**CONSEGNA**: Prosegui il testo sulla città sotterranea scoperta ad Abarkuh, riprendendo subito dopo la sua ultima frase.

**DOCUMENTO DI PARTENZA**:
"""

Imboccano un pertugio e trovano una città sotterranea. Esplorazione al via. Perché costruirono nell’oscurità? Che funzioni avevano quelle stanze e quei corridoi? Rispondono gli archeologi

C’è un mondo articolato, sotto la roccia. Dall’imbocco di una vecchia casa raggiungi una cantina e da questo vano, attraverso il pertugio presente in una parete murata – dal quale fiotta un’aria fresca, in risalita – accedi a un reticolo di corridoi sotterranei, scale, stanze.

Nel cuore della provincia di Yazd, una scoperta straordinaria ha portato alla luce un pezzo fondamentale della storia iraniana: una città sotterranea nascosta, che si sviluppa a partire dalle cavità sottostanti cinque case storiche nella città antica di Abarkuh. Il governatore Hossein Hatami, in un’intervista con la testata IRNA, ha descritto questa scoperta come un evento di grande portata che potrebbe ridefinire la comprensione del tessuto storico della regione.

"""

Voci per l'etichettatura delle regioni
"""

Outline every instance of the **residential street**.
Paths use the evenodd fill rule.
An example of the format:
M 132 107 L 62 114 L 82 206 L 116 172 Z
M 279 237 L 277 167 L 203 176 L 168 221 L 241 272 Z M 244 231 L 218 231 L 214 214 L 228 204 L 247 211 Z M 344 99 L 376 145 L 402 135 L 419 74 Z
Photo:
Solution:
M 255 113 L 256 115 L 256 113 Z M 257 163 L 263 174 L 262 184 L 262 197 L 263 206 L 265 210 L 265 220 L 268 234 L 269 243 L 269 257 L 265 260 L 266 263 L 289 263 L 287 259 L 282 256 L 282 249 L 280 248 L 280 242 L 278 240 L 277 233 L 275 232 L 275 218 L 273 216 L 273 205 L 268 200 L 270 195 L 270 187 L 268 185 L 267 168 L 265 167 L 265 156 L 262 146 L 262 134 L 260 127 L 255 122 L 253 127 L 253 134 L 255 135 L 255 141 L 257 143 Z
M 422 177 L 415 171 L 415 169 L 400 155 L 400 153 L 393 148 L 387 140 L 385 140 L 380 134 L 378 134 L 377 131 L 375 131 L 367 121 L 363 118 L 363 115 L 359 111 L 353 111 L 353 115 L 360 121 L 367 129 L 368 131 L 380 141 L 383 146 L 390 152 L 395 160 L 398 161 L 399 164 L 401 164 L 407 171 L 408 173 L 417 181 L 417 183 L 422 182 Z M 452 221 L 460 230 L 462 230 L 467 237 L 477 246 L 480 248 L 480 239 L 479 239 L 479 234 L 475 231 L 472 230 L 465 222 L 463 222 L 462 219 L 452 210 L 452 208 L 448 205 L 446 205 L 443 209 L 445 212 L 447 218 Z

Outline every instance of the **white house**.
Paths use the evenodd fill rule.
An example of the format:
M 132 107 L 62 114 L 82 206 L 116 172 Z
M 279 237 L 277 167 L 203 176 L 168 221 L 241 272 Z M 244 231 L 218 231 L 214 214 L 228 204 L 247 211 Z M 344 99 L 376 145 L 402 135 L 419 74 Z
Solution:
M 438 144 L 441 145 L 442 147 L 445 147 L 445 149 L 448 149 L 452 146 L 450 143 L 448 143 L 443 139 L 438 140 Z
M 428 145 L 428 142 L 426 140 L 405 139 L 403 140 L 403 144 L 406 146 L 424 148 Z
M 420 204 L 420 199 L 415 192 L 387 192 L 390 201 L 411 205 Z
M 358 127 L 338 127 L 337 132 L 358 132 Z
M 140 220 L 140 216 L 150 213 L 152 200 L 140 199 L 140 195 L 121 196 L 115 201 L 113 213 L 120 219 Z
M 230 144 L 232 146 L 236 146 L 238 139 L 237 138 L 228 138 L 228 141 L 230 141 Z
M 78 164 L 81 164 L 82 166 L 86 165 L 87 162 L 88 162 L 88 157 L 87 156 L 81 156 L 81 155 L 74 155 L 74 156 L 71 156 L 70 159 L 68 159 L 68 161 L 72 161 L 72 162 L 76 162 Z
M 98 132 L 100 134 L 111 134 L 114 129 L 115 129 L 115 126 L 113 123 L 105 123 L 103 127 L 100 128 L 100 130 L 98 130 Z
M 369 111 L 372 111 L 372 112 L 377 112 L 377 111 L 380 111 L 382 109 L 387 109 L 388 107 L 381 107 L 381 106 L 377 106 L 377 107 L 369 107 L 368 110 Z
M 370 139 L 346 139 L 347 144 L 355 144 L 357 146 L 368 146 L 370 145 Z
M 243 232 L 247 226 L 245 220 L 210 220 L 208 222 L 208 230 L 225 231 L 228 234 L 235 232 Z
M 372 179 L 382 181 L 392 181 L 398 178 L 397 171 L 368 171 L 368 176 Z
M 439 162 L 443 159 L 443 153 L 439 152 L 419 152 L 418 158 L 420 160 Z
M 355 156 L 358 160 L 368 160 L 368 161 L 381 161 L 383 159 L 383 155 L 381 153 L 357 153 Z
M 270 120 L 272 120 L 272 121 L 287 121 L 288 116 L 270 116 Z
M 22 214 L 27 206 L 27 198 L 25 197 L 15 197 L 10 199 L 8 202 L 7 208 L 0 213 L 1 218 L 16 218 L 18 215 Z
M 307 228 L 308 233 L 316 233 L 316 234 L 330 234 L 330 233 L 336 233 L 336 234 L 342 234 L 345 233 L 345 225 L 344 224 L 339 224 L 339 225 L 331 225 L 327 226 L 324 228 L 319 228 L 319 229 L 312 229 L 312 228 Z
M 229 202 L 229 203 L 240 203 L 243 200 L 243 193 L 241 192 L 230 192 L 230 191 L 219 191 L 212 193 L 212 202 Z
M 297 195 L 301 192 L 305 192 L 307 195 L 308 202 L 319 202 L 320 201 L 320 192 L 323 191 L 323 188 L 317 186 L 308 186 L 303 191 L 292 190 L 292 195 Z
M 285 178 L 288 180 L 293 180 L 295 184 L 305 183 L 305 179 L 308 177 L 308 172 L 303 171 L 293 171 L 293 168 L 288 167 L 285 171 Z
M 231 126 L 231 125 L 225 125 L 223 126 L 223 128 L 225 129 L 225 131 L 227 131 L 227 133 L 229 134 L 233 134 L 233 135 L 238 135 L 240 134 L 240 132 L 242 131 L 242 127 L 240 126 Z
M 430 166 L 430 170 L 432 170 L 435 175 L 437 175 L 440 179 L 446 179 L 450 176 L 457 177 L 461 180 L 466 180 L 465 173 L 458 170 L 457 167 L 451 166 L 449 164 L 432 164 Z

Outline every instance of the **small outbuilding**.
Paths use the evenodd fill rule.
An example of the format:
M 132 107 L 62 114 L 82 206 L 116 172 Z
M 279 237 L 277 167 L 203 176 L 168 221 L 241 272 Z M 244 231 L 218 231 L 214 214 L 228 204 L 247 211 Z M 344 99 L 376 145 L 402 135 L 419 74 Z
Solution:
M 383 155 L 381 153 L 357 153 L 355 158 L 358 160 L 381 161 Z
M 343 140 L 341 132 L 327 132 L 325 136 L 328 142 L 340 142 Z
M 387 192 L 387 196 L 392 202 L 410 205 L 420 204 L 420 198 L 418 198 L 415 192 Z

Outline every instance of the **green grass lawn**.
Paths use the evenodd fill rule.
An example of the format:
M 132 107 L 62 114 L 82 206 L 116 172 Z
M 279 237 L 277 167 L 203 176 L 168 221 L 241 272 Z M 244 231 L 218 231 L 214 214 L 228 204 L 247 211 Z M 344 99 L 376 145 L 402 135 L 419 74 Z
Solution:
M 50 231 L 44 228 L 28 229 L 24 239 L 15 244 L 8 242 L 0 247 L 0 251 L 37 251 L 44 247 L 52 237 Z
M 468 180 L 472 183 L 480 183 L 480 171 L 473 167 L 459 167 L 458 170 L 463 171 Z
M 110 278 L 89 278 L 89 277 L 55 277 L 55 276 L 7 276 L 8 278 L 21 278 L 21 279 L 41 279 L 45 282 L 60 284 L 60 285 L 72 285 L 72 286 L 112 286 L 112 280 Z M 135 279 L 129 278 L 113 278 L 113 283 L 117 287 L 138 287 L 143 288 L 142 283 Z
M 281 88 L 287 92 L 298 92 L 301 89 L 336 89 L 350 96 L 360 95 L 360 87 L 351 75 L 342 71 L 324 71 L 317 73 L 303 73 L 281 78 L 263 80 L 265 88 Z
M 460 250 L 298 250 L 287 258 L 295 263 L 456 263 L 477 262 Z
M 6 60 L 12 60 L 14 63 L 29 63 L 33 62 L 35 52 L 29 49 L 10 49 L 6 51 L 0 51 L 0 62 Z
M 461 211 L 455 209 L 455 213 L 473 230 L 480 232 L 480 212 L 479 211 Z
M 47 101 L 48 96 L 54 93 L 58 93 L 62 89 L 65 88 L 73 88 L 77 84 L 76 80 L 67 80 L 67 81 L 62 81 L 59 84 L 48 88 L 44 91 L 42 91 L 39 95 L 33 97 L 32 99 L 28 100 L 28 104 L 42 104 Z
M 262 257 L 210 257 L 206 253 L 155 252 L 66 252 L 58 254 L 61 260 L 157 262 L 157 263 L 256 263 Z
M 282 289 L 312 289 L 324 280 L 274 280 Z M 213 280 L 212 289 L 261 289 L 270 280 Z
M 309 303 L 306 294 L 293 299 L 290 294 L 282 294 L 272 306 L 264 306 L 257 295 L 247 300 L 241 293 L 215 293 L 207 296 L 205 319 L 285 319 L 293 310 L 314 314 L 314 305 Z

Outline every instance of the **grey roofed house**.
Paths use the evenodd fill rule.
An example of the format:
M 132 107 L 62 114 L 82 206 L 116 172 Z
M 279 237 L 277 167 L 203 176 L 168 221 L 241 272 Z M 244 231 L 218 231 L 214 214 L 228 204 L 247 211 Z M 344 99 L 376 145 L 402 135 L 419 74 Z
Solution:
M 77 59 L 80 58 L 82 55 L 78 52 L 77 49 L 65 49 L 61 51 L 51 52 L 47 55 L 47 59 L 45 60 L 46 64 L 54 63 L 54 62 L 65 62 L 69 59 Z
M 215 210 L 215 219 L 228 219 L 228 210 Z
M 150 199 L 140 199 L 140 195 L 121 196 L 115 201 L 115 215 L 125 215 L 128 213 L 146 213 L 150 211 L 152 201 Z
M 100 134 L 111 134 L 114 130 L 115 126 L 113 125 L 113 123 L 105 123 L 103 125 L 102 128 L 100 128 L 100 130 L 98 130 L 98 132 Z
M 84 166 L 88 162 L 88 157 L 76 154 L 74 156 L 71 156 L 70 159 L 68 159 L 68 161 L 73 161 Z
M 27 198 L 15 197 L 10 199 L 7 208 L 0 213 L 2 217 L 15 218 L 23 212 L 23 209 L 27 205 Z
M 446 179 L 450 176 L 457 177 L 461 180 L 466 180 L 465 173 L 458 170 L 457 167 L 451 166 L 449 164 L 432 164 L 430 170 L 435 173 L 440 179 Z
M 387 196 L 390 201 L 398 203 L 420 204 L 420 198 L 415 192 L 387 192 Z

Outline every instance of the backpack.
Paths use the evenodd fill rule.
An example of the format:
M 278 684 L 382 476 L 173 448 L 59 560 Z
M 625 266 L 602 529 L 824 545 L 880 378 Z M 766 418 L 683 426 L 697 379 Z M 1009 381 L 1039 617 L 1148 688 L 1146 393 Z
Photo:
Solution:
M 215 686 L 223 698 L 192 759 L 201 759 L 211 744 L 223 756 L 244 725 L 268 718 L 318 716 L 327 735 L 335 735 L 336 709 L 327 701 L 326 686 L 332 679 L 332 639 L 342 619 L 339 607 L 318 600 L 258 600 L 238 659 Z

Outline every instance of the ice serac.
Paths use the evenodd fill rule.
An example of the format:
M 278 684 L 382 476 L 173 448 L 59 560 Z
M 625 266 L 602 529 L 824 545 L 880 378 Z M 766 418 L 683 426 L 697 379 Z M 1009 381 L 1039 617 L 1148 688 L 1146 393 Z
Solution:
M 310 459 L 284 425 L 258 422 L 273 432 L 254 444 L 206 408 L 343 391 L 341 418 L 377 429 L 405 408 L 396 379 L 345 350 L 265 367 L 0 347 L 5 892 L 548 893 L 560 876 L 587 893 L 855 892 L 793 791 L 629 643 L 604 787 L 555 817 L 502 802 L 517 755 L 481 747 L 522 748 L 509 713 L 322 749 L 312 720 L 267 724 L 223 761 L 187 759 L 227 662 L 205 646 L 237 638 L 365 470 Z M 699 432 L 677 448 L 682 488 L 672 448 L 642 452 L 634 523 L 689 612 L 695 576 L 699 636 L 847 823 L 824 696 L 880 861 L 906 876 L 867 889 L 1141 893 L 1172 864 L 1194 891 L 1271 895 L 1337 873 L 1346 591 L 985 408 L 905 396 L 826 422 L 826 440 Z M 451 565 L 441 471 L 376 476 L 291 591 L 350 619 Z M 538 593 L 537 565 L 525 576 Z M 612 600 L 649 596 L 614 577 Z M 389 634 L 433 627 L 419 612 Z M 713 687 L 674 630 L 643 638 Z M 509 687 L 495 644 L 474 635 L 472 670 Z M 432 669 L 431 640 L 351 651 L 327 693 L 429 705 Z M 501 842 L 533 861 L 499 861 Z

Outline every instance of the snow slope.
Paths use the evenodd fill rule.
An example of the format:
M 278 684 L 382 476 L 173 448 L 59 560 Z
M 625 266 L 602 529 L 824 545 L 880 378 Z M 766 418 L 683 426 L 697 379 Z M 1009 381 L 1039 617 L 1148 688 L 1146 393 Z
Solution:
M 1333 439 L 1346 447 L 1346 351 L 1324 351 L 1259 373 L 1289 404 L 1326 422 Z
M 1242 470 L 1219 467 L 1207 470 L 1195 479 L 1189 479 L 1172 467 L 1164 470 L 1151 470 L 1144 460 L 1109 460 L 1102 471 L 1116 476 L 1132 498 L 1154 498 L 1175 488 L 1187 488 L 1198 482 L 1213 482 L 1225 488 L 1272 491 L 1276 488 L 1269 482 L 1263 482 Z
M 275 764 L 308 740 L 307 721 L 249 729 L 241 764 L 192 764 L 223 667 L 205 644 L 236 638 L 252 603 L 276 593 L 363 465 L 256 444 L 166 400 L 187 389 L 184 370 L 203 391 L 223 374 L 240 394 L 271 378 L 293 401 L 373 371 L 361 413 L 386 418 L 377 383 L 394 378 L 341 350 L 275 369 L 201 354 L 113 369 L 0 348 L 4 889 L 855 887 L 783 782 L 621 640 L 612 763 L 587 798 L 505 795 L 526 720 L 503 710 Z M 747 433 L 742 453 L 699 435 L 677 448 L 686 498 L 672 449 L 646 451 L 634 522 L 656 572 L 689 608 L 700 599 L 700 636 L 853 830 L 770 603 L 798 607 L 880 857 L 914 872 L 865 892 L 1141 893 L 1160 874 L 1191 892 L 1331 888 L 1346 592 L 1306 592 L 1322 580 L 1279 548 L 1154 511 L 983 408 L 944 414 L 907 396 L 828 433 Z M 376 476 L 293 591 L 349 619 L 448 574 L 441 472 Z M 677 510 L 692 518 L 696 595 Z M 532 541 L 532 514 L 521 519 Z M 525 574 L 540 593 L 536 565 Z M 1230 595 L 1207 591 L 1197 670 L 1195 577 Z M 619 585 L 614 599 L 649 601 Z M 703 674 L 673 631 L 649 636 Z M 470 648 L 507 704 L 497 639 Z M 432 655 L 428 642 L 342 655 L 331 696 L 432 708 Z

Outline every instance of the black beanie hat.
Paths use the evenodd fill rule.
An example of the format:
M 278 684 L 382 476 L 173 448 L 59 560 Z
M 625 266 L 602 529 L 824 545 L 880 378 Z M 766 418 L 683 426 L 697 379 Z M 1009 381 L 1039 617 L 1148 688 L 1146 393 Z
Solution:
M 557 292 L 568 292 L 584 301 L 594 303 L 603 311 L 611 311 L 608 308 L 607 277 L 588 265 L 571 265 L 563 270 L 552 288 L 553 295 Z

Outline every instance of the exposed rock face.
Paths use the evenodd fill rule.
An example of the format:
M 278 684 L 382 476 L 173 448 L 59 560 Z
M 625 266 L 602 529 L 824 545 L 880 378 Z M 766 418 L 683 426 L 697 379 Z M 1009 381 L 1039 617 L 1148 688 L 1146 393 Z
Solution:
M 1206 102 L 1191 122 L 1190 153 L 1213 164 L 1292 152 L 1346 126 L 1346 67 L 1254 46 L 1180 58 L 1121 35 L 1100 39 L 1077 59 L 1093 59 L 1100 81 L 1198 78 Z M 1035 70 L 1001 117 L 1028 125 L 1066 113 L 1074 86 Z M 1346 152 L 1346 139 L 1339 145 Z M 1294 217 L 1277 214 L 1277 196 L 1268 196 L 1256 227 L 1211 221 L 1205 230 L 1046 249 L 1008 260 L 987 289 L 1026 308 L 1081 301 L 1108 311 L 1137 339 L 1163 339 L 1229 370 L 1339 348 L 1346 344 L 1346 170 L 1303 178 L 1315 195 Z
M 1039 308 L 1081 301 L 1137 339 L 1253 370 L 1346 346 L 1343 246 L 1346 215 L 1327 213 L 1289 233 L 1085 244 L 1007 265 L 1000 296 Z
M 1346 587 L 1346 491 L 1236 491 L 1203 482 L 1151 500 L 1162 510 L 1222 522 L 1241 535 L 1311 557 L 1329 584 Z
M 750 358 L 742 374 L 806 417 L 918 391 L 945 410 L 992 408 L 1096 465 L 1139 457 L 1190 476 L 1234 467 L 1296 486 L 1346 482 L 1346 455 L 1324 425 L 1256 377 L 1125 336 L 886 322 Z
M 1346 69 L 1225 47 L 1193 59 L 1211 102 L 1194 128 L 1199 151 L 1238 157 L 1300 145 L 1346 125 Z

"""

**RISULTATO**:
Hatami ha affermato che queste strutture sotterranee erano probabilmente progettate per molteplici scopi: garantire sicurezza, facilitare la vita quotidiana e gestire l’acqua in una regione che storicamente ha affrontato sfide ambientali significative. L’entusiasmo del governatore si è riflesso nelle sue parole, sottolineando la necessità di ulteriori scavi e studi per rivelare l’intera estensione di questo insediamento sotterraneo.


L’importanza di Abarkuh

Abarkuh è una città che vanta un passato glorioso, trovandosi al crocevia di rotte commerciali e culturali cruciali per l’antica Persia. Situata nel cosiddetto “triangolo d’oro” tra Shiraz, Yazd e Isfahan, la città ha sempre avuto un ruolo strategico. La scoperta della città sotterranea rafforza questa centralità, dimostrando come gli abitanti abbiano saputo affrontare le difficoltà ambientali e geopolitiche con soluzioni innovative.

La regione è anche nota per il suo cipresso millenario, un albero monumentale che si ritiene abbia tra i 4.000 e gli 8.000 anni. Questo simbolo di resilienza naturale si riflette nella capacità degli antichi abitanti di costruire infrastrutture sotterranee per sopravvivere in un ambiente ostile.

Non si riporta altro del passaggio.